Stated goal 1: From the discussion of tone-modulated Morse code, retype the part that opens with the words containing "But one place" and closes with "today without GPS.".
Stated goal 2: In the discussion of tone-modulated Morse code, what frequency range is given for non-directional beacons?

Selected excerpt:
6
$\begingroup$

Normal CW is just carrier on/off; this means simple transmitters are possible. The BFO of the receiver is adjusted to give a tone in the speaker within the audio passband. Narrow band filtering is done and noise performance is good.

I have seen some schemes where the carrier is Amplitude modulated with an Audio tone of say 440Hz and this is demodulated in an AM receiver. Why would one do this? Is there any communications effectiveness advantage of this tone modulated approach? Surely it uses more bandwidth with the carrier and the two sidebands which is not good, but is there any upside, even when more sophisticated demod schemes are considered?

$\endgroup$
2
  • 1
    $\begingroup$ All as you say. The only reason I can imagine is aircraft bearing equipment. $\endgroup$
    – user16925
    Commented Nov 6, 2021 at 10:29
  • 4
    $\begingroup$ The modulation you describe is formally known as modulated continuous wave (MCW). $\endgroup$
    – Kevin Reid AG6YO
    Commented Nov 6, 2021 at 15:45

3 Answers 3

6
$\begingroup$

As a mode for communication, as you say, it's pretty redundant and inefficient. I've never heard of it being used seriously.

Occasionally people might hold a morse code practice class and transmit the sound of morse code on a 2 m FM channel. Presumably because FM radios are what the students have, and perhaps they're not yet allowed to transmit on HF. This idea could extend to AM... maybe.

But one place you will regularly hear morse code as an amplitude modulated tone, is on a Non-directional beacon. These are transmitters set up on long or medium wave, 190 - 535 kHz. An aircraft uses a direction finder to get a bearing to each beacon. This allows them to locate themselves and fly routes from beacon to beacon, pre-GPS and still today without GPS.

Each NDB in an area is assigned a different frequency, so the pilot can dial in which one they want to check, but they also identify themselves with a few morse code letters. These are amplitude modulated for identification, because they don't want to turn the carrier off at all. DF works best with a continuous carrier. The signals are strong, which is required for DF, so no problem with efficiency. And an AM tone is easy to demodulate and decode.

Dataset records:
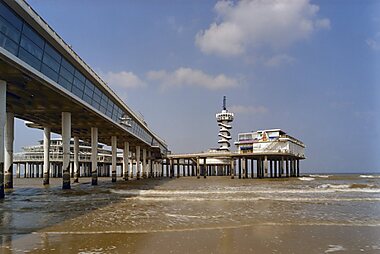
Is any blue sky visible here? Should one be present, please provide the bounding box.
[15,0,380,172]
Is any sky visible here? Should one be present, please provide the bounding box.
[15,0,380,173]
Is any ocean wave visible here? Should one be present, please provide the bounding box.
[111,187,380,197]
[359,175,380,178]
[126,196,380,202]
[309,175,332,178]
[298,176,315,181]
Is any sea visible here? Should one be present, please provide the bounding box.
[0,174,380,254]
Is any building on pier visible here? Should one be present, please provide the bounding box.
[13,138,123,178]
[166,97,305,178]
[0,0,168,196]
[235,129,305,158]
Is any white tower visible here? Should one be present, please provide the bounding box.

Exercise output 1:
But one place you will regularly hear morse code as an amplitude modulated tone, is on a Non-directional beacon. These are transmitters set up on long or medium wave, 190 - 535 kHz. An aircraft uses a direction finder to get a bearing to each beacon. This allows them to locate themselves and fly routes from beacon to beacon, pre-GPS and still today without GPS.

Exercise output 2: 190 - 535 kHz, on long or medium wave.